**ASSIGNMENT**
Your answer should consist only of the lines from the line containing "Class, indicate each instance of the maroon" through the last line below, each repeated exactly.

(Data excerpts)
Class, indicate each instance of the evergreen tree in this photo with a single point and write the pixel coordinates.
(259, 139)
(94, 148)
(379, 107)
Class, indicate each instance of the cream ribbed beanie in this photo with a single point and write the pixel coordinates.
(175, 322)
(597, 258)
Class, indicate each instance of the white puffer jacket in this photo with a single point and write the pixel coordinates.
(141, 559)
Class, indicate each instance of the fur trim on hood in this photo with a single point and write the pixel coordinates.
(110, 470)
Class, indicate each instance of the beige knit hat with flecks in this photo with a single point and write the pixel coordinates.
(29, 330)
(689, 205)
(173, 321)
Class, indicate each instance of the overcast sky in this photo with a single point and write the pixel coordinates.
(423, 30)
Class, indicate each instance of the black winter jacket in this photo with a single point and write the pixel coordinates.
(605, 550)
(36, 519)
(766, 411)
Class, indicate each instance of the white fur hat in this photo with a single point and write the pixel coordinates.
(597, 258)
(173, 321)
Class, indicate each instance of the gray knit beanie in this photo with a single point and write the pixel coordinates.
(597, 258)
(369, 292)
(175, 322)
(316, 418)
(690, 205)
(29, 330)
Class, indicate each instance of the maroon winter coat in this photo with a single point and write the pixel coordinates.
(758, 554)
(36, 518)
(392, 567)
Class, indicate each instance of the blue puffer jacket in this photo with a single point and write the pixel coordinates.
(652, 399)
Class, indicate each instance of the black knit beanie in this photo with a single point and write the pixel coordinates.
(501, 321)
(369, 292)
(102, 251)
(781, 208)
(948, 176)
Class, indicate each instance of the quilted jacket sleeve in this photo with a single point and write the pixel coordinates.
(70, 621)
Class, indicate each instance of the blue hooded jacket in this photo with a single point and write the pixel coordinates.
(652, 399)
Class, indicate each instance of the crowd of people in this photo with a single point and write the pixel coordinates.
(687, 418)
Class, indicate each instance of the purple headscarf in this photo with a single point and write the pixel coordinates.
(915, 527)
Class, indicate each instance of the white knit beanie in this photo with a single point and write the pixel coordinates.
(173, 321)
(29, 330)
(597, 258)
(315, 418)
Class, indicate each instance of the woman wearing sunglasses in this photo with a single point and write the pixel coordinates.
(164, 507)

**EXERCISE RESPONSE**
Class, indicate each instance of the maroon winter coat in this photo with a single point and write the pixel coordinates.
(758, 554)
(36, 518)
(392, 567)
Class, indicate each instance of the blue puffer jacket in this photo with a single point and write the pixel coordinates.
(652, 399)
Class, indicate each instance of the black knit beanie in this photo with a single point and write the pixel coordinates.
(501, 321)
(369, 292)
(102, 251)
(781, 208)
(948, 176)
Class, indicate each instance of the quilted jacket sleeve in this photo with a single point and write the pixel coordinates.
(70, 621)
Class, indicate each instance of the blue hooded jacket in this photo with a single point and write the pixel coordinates.
(652, 399)
Class, indicate each instance of the crowd of people in this photo with a single point and write the pixel coordinates.
(687, 418)
Class, indicate each instance of the purple headscarf in this photo with a single point and write the pixel coordinates.
(915, 527)
Class, indicate each instance of the white knit beanie in this photo with a single point and write the pixel coordinates.
(173, 321)
(29, 330)
(597, 258)
(315, 418)
Class, indicate each instance of the woman wearing sunglasses in this photo with a single point and write the pixel coordinates.
(164, 507)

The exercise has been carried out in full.